> _Instruction_
Leave out the pictures and transcribe the rest of the records exactly.

> _Material shown_
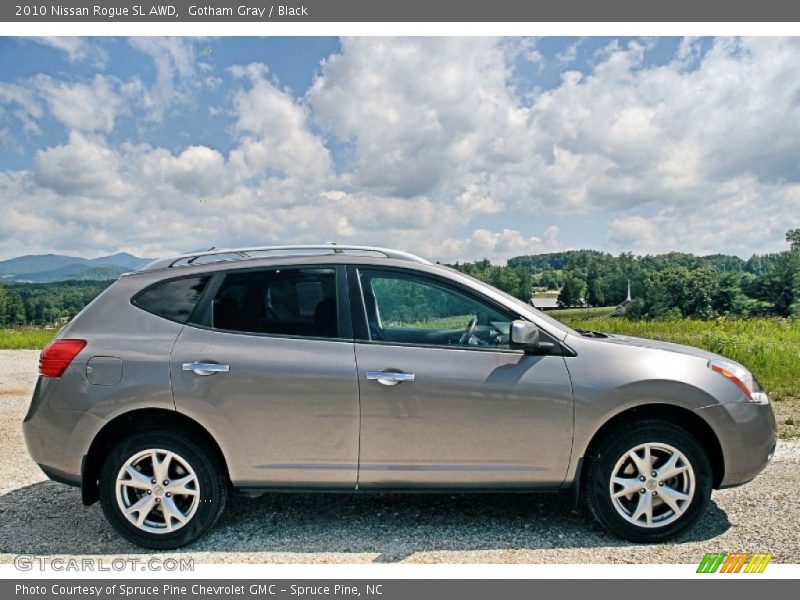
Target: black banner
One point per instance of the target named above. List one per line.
(409, 11)
(387, 589)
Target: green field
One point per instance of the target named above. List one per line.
(770, 348)
(30, 338)
(573, 314)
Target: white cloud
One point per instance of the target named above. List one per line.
(76, 48)
(91, 106)
(275, 139)
(434, 153)
(497, 246)
(176, 71)
(84, 166)
(24, 104)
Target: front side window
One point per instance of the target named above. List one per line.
(404, 308)
(174, 299)
(296, 302)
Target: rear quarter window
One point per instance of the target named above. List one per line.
(174, 299)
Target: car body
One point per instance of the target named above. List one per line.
(357, 368)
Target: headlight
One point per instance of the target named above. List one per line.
(741, 377)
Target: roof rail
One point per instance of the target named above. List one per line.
(232, 254)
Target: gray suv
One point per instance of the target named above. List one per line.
(365, 369)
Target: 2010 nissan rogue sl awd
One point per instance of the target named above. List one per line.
(353, 368)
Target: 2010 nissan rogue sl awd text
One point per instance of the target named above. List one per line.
(356, 368)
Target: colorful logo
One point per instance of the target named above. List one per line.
(734, 562)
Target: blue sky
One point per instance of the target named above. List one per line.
(455, 148)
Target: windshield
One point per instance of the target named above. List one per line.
(524, 307)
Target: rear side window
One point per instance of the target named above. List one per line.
(297, 302)
(174, 299)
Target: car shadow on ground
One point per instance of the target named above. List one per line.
(48, 518)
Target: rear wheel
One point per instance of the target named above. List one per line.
(649, 484)
(161, 490)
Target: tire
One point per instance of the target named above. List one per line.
(676, 502)
(171, 515)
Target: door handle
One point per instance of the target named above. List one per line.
(206, 368)
(389, 377)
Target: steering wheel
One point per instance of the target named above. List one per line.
(465, 337)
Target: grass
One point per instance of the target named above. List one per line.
(770, 348)
(26, 338)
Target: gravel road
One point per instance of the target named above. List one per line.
(41, 517)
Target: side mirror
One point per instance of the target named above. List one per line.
(525, 335)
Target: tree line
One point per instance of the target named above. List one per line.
(662, 286)
(45, 303)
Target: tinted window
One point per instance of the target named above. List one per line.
(404, 308)
(174, 299)
(299, 302)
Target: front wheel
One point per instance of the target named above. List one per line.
(650, 483)
(161, 490)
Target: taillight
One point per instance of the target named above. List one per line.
(57, 356)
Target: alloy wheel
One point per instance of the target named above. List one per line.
(157, 491)
(652, 485)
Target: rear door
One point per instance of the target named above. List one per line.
(445, 402)
(266, 363)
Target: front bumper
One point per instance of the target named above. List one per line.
(748, 435)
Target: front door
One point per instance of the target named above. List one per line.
(269, 370)
(445, 402)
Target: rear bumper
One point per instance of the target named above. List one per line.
(58, 439)
(748, 435)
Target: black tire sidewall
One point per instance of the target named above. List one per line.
(612, 449)
(211, 482)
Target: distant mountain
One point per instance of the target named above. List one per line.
(56, 267)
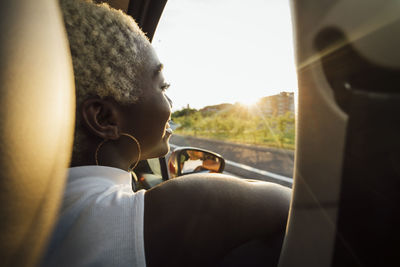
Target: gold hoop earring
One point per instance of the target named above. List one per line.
(125, 134)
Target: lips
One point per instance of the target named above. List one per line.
(168, 129)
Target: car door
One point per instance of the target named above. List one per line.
(345, 202)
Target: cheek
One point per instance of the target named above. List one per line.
(158, 114)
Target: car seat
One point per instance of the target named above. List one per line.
(36, 125)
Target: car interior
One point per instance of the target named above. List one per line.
(344, 209)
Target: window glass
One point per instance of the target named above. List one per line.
(233, 82)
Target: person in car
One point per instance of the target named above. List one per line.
(122, 117)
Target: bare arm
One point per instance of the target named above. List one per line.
(198, 219)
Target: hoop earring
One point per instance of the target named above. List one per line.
(125, 134)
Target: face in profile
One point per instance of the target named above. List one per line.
(148, 117)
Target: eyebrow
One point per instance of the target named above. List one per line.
(159, 68)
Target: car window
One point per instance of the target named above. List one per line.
(233, 82)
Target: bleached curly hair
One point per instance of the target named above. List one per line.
(107, 49)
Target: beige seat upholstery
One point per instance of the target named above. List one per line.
(36, 125)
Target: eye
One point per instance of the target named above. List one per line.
(165, 86)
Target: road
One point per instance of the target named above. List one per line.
(247, 161)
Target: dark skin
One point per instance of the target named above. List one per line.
(197, 220)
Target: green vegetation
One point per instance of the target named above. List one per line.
(238, 124)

> _Complete answer_
Target: black banner
One point per instance of the target named above. List one per line.
(409, 11)
(387, 589)
Target: green field
One point per instance of the target named above. List one per line.
(770, 348)
(30, 338)
(573, 314)
Target: white cloud
One point per instance of the target named above. List one per line.
(76, 48)
(91, 106)
(275, 139)
(434, 153)
(497, 246)
(176, 71)
(84, 166)
(24, 104)
Target: front side window
One point per instance of the target named above. List one per line.
(404, 308)
(174, 299)
(296, 302)
Target: rear quarter window
One point per instance of the target named above. List one per line.
(174, 299)
Target: car body
One point per instance of the target named above. List one per line.
(357, 368)
Target: headlight
One point per instance of the target named above. List one per line.
(741, 377)
Target: roof rail
One point per instance of the target named above. List one per line.
(232, 254)
Target: gray suv
One point per instance of the target named above. List one per line.
(365, 369)
Target: 2010 nissan rogue sl awd
One point per instance of the target named above. List one per line.
(353, 368)
Target: 2010 nissan rogue sl awd text
One point per instance of the target named above. List one per line.
(356, 368)
Target: colorful logo
One point per instance of the target named above. List one per line.
(734, 562)
Target: blue sky
One point per instance of the target named above. List one per line.
(455, 148)
Target: windshield
One point per instance of the target named above. List one per line.
(524, 307)
Target: rear side window
One point per instance of the target named above. List one per line.
(297, 302)
(174, 299)
Target: car shadow on ground
One point per instance of the target named above. List one per line.
(48, 518)
Target: rear wheel
One point per instance of the target named above. List one per line.
(649, 484)
(161, 490)
Target: tire
One point per instance of the target named above. List one per line.
(676, 502)
(171, 515)
Target: door handle
One point per instance of the target named above. List one per line.
(206, 368)
(389, 377)
Target: steering wheel
One point per instance of the target named above. List one per line.
(465, 337)
Target: grass
One point per instance of the target named above. List one per line.
(770, 348)
(26, 338)
Target: gravel road
One point per instance of the target named above. List one per line.
(41, 517)
Target: side mirror
One point per instance of the target named above. List one per line.
(525, 335)
Target: tree line
One point per instance of the target named above. List one per line.
(662, 286)
(45, 303)
Target: tinted window
One point per instance of the target named above. List one per line.
(404, 308)
(174, 299)
(299, 302)
Target: front wheel
One point per instance of the target named above. List one per line.
(650, 483)
(161, 490)
Target: taillight
One point per instance of the target named above. List one per line.
(57, 356)
Target: alloy wheel
One point per instance of the target named above. List one per line.
(157, 491)
(652, 485)
Target: rear door
One point per instance of the target named above. List one per line.
(445, 402)
(266, 363)
Target: front bumper
One point per instance of the target named above. List one per line.
(748, 435)
Target: front door
One point per instance of the target named above. List one per line.
(269, 370)
(445, 402)
Target: rear bumper
One point per instance of the target named above. List one per line.
(58, 439)
(748, 435)
Target: black tire sidewall
One point per instance of the target named above. List one per line.
(612, 449)
(211, 482)
Target: distant mountain
One point per instance of the target named above. List one per line.
(56, 267)
Target: gold hoop earring
One point per instance of the target named above. List one per line.
(125, 134)
Target: lips
One point per instance of the target named above. List one per line.
(168, 129)
Target: car door
One point per instance of the target named above. List one per line.
(345, 202)
Target: cheek
One point per instance of the target named above. List one per line.
(158, 114)
Target: car seat
One point per instance of the target named above. List one per line.
(36, 125)
Target: car interior
One point per instance of the target named above. List one per line.
(344, 209)
Target: window glass
One point per instance of the target named above. List one per line.
(233, 82)
Target: person in car
One point per instance of the target named above. List one per line.
(122, 117)
Target: bare arm
One point per instance of the target named above. List one per line.
(198, 219)
Target: hoop earring
One point per instance of the target named above. List one per line.
(125, 134)
Target: face in profile
One point per instance of the target named above. List one per line.
(148, 117)
Target: eyebrow
One point per instance of the target named above. List one per line.
(159, 68)
Target: car window
One point per instance of the target named above. List one per line.
(233, 82)
Target: bleached curly hair
One point per instance of the target named above. List one per line.
(107, 49)
Target: beige seat upholstery
One point per instance of the target named above. List one per line.
(36, 125)
Target: eye
One point per instance of the target named above. List one per line.
(165, 86)
Target: road
One point per instance of the target named above. List one per line.
(247, 161)
Target: dark skin
One point per instance of the target named above. List one per line.
(197, 220)
Target: green vegetation
One point per instance of the target named above. List one per line.
(238, 124)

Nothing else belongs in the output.